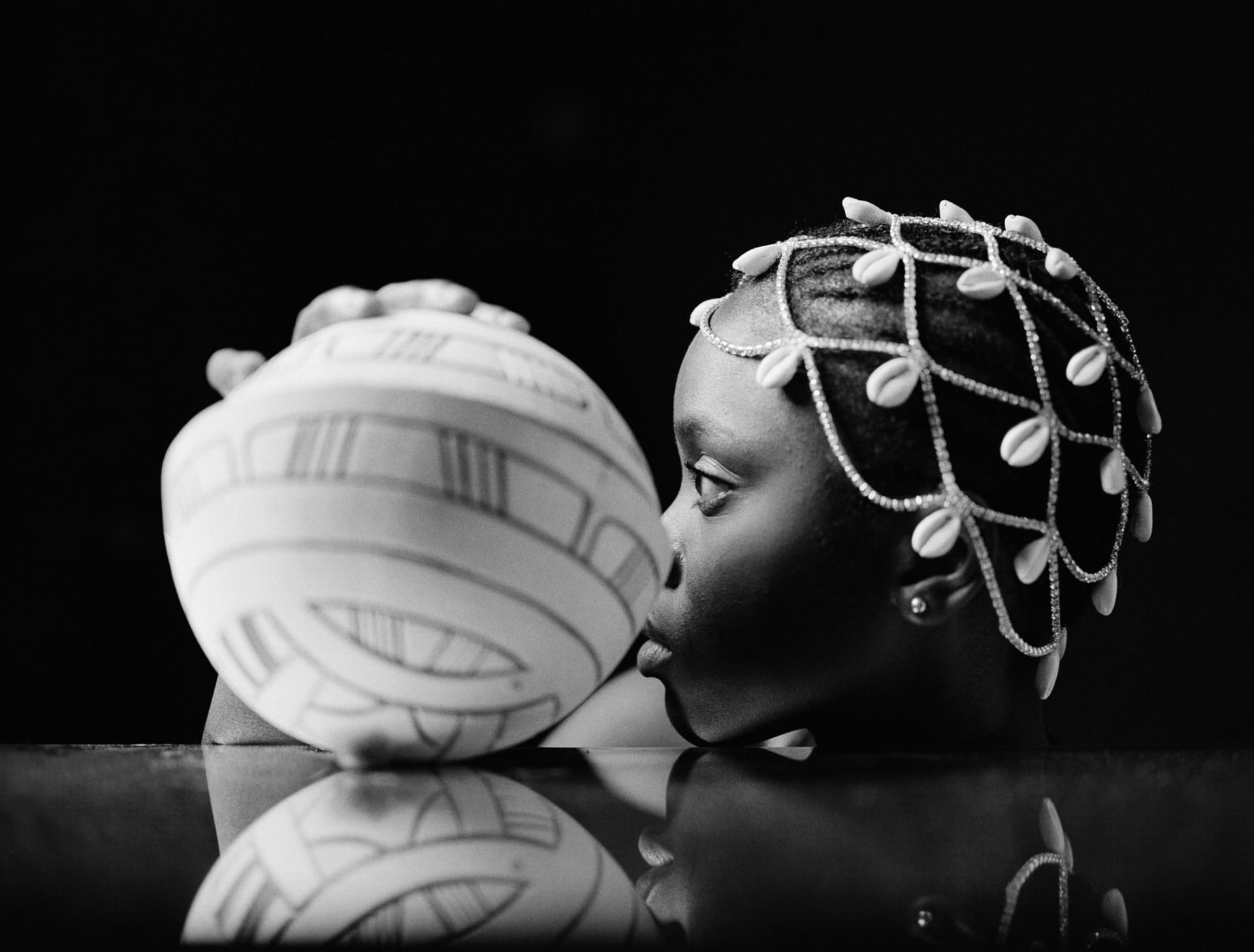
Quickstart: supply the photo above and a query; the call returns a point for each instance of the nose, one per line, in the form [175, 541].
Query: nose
[670, 523]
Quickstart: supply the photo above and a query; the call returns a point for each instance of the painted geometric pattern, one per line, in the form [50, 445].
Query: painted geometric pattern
[270, 878]
[426, 458]
[415, 643]
[271, 671]
[436, 913]
[473, 357]
[210, 469]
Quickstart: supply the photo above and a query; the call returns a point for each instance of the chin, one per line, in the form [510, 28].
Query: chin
[716, 734]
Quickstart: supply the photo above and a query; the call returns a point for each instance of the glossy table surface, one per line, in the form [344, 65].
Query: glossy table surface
[709, 848]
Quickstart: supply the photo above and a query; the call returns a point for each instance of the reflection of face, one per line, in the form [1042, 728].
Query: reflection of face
[750, 856]
[770, 610]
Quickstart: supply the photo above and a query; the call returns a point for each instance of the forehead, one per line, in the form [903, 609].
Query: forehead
[719, 393]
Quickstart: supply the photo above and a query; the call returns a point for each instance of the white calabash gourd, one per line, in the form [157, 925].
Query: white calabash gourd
[417, 536]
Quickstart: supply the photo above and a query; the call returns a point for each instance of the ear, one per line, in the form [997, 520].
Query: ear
[931, 591]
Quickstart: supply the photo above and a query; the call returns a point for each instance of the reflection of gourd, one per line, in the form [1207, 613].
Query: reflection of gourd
[430, 857]
[421, 535]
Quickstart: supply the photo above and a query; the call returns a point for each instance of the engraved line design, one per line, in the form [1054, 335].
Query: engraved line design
[521, 818]
[413, 558]
[384, 925]
[459, 454]
[518, 712]
[588, 900]
[418, 643]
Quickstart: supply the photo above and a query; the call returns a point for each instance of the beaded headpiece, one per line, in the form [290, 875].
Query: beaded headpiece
[908, 366]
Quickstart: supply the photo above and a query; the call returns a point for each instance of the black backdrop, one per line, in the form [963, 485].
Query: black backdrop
[188, 177]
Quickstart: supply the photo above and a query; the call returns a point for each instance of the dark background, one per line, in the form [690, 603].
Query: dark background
[188, 177]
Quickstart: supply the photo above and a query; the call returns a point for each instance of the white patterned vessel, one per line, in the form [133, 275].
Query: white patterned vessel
[415, 536]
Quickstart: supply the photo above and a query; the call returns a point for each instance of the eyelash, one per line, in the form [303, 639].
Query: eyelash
[707, 507]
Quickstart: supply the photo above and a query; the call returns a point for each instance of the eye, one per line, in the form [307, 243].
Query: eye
[711, 482]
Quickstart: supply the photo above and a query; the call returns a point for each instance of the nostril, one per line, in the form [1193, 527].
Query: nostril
[673, 577]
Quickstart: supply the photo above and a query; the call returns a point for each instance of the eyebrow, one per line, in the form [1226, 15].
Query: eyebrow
[692, 427]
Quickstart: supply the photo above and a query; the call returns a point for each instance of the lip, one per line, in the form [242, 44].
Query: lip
[654, 852]
[652, 654]
[658, 859]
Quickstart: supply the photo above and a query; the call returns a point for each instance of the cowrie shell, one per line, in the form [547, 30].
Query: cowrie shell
[1143, 518]
[778, 366]
[1105, 592]
[700, 310]
[936, 533]
[892, 383]
[1049, 821]
[981, 283]
[1148, 412]
[877, 266]
[1114, 910]
[758, 260]
[1113, 476]
[1031, 560]
[1060, 265]
[1025, 442]
[952, 212]
[865, 212]
[1023, 225]
[1087, 365]
[1048, 674]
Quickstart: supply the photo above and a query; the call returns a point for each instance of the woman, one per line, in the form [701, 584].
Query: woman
[906, 471]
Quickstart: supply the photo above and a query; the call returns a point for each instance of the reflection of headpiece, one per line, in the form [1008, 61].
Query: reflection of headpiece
[909, 365]
[1059, 853]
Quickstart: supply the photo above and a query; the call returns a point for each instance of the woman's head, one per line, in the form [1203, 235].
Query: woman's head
[798, 580]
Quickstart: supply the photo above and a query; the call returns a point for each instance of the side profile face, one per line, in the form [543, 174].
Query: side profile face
[773, 609]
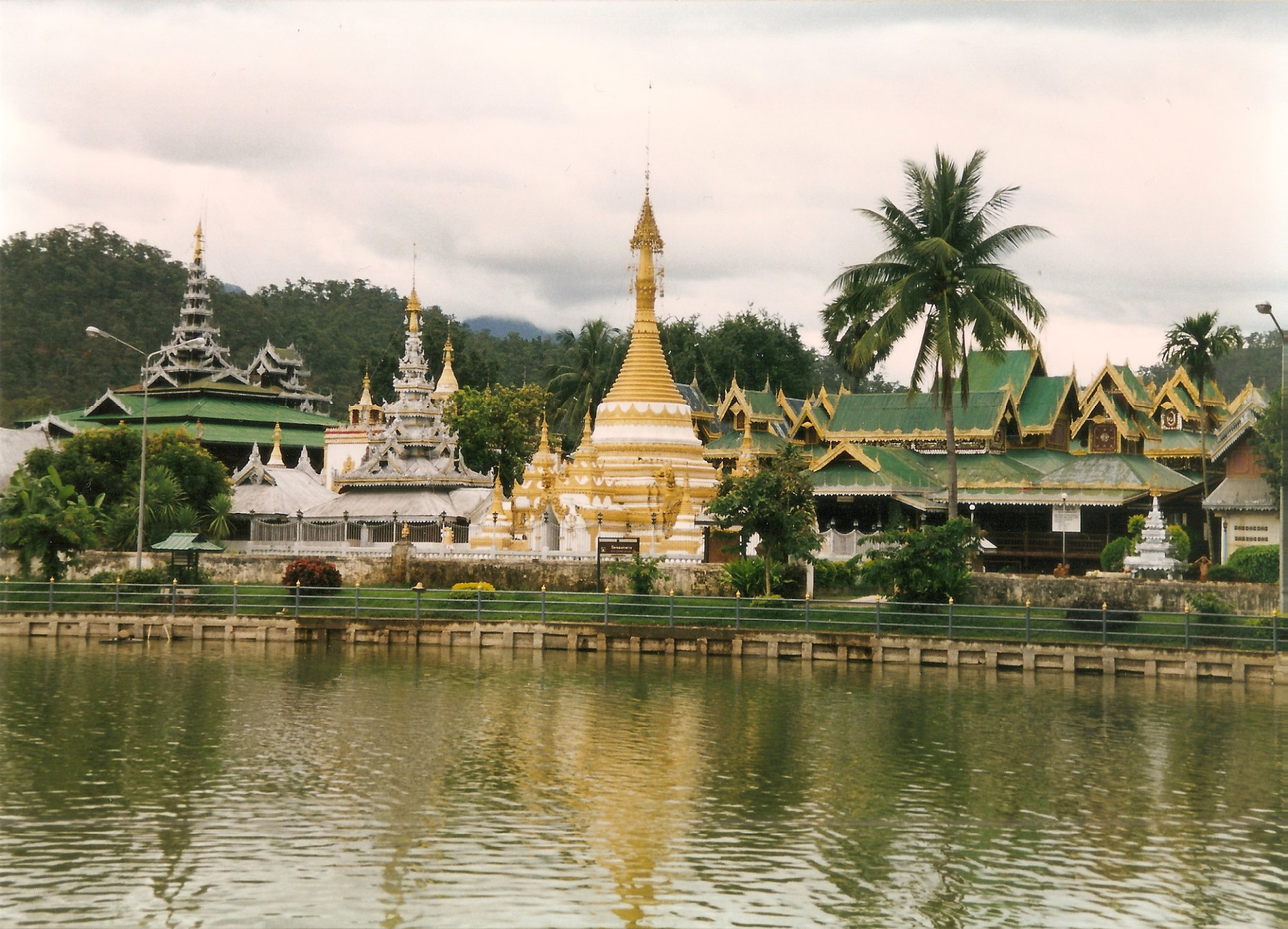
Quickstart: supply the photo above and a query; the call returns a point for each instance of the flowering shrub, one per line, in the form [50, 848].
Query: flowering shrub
[468, 591]
[311, 573]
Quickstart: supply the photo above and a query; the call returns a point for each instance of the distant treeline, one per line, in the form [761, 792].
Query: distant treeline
[56, 284]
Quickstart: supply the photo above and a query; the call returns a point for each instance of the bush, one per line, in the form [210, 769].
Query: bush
[748, 577]
[925, 566]
[1180, 542]
[1224, 573]
[642, 574]
[1211, 624]
[1259, 564]
[311, 573]
[1084, 614]
[1112, 556]
[838, 574]
[138, 577]
[469, 591]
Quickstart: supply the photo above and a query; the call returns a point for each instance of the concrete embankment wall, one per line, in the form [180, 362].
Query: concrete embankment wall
[530, 574]
[1251, 600]
[768, 645]
[504, 574]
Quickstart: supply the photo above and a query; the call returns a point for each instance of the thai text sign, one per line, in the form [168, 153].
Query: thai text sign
[1066, 519]
[619, 547]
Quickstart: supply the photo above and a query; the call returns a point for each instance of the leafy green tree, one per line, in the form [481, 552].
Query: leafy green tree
[47, 520]
[579, 381]
[925, 566]
[777, 503]
[940, 270]
[761, 349]
[1267, 439]
[1196, 343]
[499, 427]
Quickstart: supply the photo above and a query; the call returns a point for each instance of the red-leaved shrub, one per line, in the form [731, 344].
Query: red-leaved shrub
[311, 573]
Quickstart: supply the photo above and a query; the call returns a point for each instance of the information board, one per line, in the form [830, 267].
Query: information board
[1067, 519]
[619, 547]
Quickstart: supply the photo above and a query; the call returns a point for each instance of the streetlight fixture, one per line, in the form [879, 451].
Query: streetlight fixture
[1264, 309]
[95, 332]
[1065, 529]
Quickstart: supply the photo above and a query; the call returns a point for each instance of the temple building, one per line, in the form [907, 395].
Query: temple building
[194, 386]
[274, 489]
[641, 474]
[400, 462]
[1030, 443]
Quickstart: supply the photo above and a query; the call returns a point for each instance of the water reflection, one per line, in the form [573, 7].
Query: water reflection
[191, 784]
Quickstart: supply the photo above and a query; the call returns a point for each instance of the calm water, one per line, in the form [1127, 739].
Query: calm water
[232, 785]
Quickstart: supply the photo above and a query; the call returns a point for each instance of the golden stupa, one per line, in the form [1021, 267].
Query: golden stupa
[639, 471]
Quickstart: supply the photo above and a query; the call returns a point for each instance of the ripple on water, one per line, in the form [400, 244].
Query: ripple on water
[350, 787]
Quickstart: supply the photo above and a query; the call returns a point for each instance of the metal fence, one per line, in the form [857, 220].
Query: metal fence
[1030, 624]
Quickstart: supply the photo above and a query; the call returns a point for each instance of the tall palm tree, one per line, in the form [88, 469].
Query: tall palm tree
[592, 360]
[1196, 343]
[941, 269]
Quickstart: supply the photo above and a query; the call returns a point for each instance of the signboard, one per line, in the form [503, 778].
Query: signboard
[619, 547]
[1067, 519]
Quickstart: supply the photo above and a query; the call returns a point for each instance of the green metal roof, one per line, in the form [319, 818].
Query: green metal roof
[1177, 443]
[731, 443]
[1137, 392]
[1041, 403]
[995, 372]
[763, 404]
[904, 414]
[186, 542]
[987, 470]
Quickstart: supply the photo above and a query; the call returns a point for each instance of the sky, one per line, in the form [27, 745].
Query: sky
[509, 145]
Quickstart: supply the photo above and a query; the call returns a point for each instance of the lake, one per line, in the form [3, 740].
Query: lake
[231, 784]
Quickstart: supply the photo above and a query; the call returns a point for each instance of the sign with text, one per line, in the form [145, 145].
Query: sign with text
[1066, 519]
[619, 547]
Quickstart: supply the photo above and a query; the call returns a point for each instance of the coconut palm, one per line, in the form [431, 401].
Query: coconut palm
[1196, 343]
[592, 360]
[940, 270]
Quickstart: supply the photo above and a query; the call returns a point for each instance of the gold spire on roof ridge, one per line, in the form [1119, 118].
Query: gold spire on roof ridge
[414, 311]
[448, 382]
[646, 377]
[276, 458]
[647, 234]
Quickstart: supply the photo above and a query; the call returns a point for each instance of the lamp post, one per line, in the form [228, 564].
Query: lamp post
[1065, 529]
[95, 332]
[1264, 309]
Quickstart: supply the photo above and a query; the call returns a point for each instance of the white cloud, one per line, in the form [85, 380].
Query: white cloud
[508, 142]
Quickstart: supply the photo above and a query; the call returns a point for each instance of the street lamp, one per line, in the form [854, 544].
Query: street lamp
[95, 332]
[1264, 309]
[1065, 529]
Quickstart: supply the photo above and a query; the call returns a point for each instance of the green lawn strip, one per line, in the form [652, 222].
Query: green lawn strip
[969, 622]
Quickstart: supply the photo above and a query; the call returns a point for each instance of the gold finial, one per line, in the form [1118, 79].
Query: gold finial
[413, 311]
[276, 458]
[448, 383]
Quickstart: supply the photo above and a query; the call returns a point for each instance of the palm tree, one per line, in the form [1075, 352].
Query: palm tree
[1196, 343]
[941, 267]
[580, 382]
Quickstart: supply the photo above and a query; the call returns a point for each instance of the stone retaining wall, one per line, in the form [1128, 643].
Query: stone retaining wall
[504, 574]
[1253, 600]
[1236, 667]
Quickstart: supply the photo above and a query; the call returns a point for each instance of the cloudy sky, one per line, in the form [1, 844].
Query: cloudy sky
[509, 142]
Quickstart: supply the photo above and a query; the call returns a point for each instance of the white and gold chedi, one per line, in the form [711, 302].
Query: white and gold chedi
[639, 472]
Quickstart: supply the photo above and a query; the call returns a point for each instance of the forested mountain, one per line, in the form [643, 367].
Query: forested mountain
[1258, 361]
[56, 284]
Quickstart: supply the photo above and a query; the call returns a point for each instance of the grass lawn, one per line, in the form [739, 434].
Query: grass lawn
[965, 623]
━━━
▶ _Tu objetivo_:
Devuelve sin cambios las líneas desde la que contiene "form [1, 844]." hasta la última línea de arriba, ambas incluidas.

▶ _Resultado_:
Quickstart: supply the photo above and a query; the call returns a point for each instance of the cloudy sky, one per line, in the form [1, 844].
Query: cloudy sky
[509, 142]
Quickstart: supply the photo above and a query; the call returns a point for each instance of the white and gold chedi, one per line, in the form [711, 302].
Query: white and gold chedi
[639, 472]
Quickstart: supply the photo above and a query; the call returns a point for each instance of the forested mountain, one per line, in the form [643, 367].
Query: forested mountain
[1258, 361]
[56, 284]
Quickstart: supply the photo above and a query; the call returns a point for each instance of the grass lawn, one per line, in the form [739, 434].
Query: grass lawn
[965, 623]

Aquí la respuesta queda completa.